───── SUPPLIED INFORMATION ─────

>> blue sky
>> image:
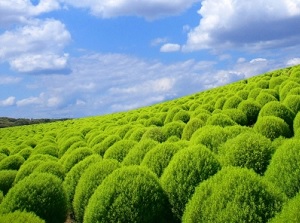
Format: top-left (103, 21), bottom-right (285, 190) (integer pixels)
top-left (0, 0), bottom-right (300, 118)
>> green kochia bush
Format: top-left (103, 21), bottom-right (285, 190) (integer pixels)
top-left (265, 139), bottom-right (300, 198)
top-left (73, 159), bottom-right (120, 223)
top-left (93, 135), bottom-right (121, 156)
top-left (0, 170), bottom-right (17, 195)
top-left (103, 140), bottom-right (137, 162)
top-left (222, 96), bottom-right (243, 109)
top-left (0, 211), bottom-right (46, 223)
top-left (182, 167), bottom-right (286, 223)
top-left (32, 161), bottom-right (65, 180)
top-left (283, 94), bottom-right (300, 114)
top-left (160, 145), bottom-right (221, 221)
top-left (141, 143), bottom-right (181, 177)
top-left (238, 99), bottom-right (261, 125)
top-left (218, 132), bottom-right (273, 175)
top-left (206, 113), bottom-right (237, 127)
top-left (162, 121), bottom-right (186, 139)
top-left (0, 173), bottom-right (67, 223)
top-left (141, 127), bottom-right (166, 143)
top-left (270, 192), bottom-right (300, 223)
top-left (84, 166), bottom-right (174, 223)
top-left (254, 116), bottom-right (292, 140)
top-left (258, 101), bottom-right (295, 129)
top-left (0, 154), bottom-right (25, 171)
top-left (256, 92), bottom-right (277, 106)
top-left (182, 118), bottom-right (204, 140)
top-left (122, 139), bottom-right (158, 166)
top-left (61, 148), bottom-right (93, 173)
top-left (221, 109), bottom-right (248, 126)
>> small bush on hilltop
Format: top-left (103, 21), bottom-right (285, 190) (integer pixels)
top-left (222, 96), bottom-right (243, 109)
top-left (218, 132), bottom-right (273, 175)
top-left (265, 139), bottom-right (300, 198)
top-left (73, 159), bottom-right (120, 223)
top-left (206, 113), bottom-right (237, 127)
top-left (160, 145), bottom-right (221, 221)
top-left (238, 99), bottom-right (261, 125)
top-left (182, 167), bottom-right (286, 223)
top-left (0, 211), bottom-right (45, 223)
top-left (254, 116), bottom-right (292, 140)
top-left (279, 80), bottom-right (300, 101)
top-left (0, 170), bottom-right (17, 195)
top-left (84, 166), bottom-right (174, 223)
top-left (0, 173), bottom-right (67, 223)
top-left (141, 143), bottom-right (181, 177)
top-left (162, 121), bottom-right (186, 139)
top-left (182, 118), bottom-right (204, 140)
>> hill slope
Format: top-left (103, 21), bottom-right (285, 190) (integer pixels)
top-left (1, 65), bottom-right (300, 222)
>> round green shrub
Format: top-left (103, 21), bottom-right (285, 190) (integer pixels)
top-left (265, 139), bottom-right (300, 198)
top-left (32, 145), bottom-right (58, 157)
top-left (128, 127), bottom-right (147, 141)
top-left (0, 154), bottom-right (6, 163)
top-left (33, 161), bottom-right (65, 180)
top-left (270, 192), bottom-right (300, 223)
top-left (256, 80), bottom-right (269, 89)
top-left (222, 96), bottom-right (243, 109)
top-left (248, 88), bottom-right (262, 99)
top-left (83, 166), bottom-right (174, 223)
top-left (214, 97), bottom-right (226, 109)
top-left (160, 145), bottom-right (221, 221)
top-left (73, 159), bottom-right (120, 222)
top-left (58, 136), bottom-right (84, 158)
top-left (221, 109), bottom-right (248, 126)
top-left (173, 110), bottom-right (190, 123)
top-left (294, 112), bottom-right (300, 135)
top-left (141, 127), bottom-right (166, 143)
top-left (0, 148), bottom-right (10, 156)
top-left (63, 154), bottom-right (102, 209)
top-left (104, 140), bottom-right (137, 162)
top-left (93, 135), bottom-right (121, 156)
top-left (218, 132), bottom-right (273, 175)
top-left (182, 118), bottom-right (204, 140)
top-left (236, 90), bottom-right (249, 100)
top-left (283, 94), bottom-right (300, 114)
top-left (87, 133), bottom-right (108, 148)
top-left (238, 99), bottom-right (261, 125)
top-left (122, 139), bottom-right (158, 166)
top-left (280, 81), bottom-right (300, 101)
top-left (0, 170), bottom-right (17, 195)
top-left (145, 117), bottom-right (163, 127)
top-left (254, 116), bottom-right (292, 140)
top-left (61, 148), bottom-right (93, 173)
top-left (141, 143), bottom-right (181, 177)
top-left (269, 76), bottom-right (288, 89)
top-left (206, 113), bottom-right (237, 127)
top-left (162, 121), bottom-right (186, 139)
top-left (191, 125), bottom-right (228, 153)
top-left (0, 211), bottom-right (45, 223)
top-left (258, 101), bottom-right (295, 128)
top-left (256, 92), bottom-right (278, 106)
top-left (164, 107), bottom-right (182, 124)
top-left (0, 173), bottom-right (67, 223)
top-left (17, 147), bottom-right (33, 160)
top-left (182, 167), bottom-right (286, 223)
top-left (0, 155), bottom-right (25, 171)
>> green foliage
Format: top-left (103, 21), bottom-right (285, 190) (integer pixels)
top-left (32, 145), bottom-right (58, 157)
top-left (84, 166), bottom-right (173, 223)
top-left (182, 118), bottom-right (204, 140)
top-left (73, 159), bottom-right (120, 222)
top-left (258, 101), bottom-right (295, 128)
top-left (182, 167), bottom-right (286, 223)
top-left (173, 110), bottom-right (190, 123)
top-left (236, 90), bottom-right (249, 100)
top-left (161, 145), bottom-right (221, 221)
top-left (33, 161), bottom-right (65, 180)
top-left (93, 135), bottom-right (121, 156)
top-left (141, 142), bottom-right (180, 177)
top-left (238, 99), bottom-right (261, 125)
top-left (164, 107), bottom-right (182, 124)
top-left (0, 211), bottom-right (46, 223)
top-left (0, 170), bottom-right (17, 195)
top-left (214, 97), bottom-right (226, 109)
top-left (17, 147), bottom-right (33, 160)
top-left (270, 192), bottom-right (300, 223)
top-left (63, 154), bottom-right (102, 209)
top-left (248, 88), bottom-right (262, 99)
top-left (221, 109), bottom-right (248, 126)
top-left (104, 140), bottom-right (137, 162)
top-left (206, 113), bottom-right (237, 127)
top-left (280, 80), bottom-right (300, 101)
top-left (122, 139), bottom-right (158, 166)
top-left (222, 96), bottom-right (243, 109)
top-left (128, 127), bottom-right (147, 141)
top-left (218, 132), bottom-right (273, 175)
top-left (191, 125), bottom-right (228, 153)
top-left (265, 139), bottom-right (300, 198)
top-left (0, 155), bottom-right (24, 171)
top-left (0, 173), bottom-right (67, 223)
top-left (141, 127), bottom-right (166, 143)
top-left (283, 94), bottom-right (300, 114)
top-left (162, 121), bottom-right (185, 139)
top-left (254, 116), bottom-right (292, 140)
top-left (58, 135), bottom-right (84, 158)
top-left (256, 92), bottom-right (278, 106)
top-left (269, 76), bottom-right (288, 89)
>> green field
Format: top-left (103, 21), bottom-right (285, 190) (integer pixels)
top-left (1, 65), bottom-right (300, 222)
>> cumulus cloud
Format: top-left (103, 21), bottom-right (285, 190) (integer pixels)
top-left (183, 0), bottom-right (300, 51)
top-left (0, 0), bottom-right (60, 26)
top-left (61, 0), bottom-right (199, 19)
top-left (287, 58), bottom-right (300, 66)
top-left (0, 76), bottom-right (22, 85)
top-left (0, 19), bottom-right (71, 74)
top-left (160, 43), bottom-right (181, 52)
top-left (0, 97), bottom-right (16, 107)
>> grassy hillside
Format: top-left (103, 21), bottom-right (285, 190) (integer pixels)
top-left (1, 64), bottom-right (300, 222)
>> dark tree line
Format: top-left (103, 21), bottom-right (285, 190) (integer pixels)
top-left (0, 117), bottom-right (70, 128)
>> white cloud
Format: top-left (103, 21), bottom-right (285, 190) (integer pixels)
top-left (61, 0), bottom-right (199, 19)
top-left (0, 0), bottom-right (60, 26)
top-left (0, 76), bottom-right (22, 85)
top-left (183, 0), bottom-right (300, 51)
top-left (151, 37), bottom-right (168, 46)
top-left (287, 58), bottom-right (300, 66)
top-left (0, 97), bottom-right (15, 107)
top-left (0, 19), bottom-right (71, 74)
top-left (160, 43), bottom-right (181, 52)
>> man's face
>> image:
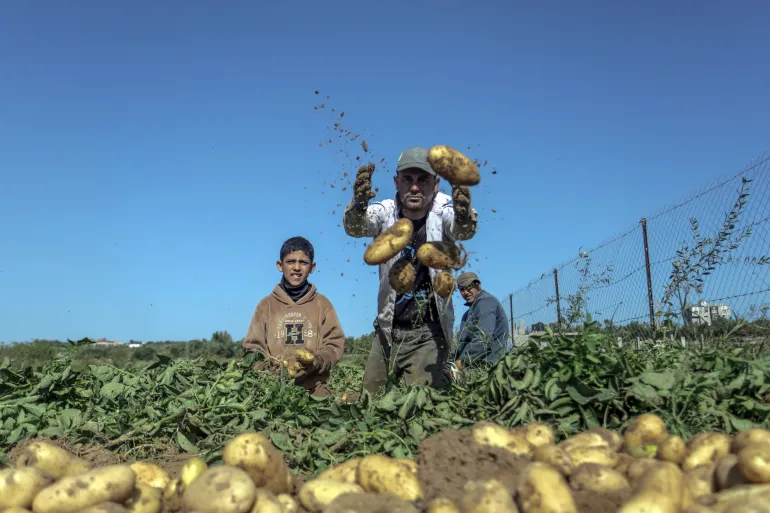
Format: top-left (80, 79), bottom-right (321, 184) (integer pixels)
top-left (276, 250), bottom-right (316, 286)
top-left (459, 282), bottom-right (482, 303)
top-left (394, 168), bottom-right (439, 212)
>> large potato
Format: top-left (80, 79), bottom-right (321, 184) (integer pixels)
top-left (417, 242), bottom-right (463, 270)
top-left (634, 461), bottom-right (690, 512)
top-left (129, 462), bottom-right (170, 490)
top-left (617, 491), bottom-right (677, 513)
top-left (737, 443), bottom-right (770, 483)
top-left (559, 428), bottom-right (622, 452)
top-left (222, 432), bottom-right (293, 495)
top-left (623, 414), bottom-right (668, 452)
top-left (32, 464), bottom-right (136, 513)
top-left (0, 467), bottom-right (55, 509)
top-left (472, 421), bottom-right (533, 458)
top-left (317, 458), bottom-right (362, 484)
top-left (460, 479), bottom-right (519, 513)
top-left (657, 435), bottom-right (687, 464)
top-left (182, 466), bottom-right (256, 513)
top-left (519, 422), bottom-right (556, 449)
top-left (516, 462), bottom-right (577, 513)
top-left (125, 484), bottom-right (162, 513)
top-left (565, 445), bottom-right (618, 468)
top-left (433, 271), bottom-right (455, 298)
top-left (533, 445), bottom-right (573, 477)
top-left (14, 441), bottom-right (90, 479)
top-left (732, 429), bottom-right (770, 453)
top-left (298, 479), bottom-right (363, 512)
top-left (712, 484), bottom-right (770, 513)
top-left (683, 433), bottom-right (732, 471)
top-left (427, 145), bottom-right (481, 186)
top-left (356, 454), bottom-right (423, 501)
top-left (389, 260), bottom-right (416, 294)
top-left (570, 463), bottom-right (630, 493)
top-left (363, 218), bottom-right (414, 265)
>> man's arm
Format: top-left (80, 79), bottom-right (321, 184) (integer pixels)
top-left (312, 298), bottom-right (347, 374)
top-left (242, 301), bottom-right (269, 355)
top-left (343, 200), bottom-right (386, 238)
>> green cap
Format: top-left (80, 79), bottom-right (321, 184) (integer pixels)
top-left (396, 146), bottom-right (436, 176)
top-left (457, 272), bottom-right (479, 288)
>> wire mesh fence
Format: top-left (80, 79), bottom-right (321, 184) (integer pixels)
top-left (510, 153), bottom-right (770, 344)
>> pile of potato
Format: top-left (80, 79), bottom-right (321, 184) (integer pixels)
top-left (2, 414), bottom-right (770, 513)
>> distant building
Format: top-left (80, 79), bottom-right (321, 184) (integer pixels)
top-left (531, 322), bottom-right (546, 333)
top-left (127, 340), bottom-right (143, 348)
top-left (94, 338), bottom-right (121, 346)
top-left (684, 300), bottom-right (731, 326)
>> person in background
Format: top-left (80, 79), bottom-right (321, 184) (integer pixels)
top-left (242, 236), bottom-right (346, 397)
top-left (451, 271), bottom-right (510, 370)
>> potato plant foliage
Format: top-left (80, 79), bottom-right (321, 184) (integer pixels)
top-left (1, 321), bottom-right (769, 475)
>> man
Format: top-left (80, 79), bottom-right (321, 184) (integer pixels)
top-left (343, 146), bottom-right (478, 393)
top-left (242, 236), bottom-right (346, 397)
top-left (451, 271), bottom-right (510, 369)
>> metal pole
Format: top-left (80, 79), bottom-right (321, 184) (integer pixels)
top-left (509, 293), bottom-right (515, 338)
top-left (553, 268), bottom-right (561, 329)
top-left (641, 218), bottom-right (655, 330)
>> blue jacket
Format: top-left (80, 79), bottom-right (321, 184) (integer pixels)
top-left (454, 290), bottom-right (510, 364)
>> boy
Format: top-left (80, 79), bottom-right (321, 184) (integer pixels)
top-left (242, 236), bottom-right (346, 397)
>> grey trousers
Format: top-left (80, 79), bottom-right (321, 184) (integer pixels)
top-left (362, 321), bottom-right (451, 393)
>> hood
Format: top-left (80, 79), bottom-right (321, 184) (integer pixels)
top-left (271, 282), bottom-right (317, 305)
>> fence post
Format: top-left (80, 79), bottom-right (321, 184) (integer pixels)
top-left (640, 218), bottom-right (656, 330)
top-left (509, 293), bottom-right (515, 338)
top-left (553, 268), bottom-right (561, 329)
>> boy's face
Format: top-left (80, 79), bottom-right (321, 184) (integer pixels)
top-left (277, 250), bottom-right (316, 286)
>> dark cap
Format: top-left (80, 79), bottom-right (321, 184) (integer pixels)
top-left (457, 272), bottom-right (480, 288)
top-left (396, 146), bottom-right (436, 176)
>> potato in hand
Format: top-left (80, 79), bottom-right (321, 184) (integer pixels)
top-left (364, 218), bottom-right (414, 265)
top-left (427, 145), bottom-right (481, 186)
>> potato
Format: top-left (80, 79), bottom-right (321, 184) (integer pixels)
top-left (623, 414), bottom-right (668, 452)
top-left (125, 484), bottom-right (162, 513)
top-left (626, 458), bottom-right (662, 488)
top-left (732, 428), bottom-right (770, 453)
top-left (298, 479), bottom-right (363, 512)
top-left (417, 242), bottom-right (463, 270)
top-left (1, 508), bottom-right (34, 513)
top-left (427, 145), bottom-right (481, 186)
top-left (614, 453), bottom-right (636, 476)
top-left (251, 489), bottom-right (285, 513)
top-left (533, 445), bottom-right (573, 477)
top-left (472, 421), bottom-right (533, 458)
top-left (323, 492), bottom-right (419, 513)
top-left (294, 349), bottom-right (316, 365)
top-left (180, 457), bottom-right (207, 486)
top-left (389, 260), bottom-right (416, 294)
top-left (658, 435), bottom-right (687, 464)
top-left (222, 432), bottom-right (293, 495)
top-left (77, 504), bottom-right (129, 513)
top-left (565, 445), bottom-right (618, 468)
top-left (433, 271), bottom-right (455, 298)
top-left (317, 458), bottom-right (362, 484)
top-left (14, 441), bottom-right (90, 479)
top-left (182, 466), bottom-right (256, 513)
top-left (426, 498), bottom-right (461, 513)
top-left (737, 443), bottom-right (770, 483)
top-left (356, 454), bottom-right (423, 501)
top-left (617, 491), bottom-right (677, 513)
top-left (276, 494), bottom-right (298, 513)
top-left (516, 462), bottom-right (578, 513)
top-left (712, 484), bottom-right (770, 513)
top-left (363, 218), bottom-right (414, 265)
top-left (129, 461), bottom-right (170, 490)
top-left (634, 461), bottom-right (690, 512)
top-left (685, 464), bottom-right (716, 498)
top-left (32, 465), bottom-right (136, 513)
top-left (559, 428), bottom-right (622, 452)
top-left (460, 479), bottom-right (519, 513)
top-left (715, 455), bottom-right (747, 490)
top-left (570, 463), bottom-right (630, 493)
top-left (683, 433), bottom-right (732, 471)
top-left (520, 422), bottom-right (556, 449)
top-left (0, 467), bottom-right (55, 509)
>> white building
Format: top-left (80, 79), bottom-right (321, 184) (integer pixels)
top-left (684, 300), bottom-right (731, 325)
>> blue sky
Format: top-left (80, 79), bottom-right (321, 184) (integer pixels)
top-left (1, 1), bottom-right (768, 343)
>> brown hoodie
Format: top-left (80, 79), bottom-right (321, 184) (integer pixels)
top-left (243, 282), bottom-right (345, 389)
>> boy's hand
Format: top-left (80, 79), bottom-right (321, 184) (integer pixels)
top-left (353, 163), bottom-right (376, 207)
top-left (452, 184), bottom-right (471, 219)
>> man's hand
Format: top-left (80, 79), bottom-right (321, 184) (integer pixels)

─────

• _ACTION ITEM_:
Scan the material above for lines that contain the string "bush", and copy each such line.

• _RESPONSE TO THIS TASK_:
>> green kochia bush
>> small bush on hilltop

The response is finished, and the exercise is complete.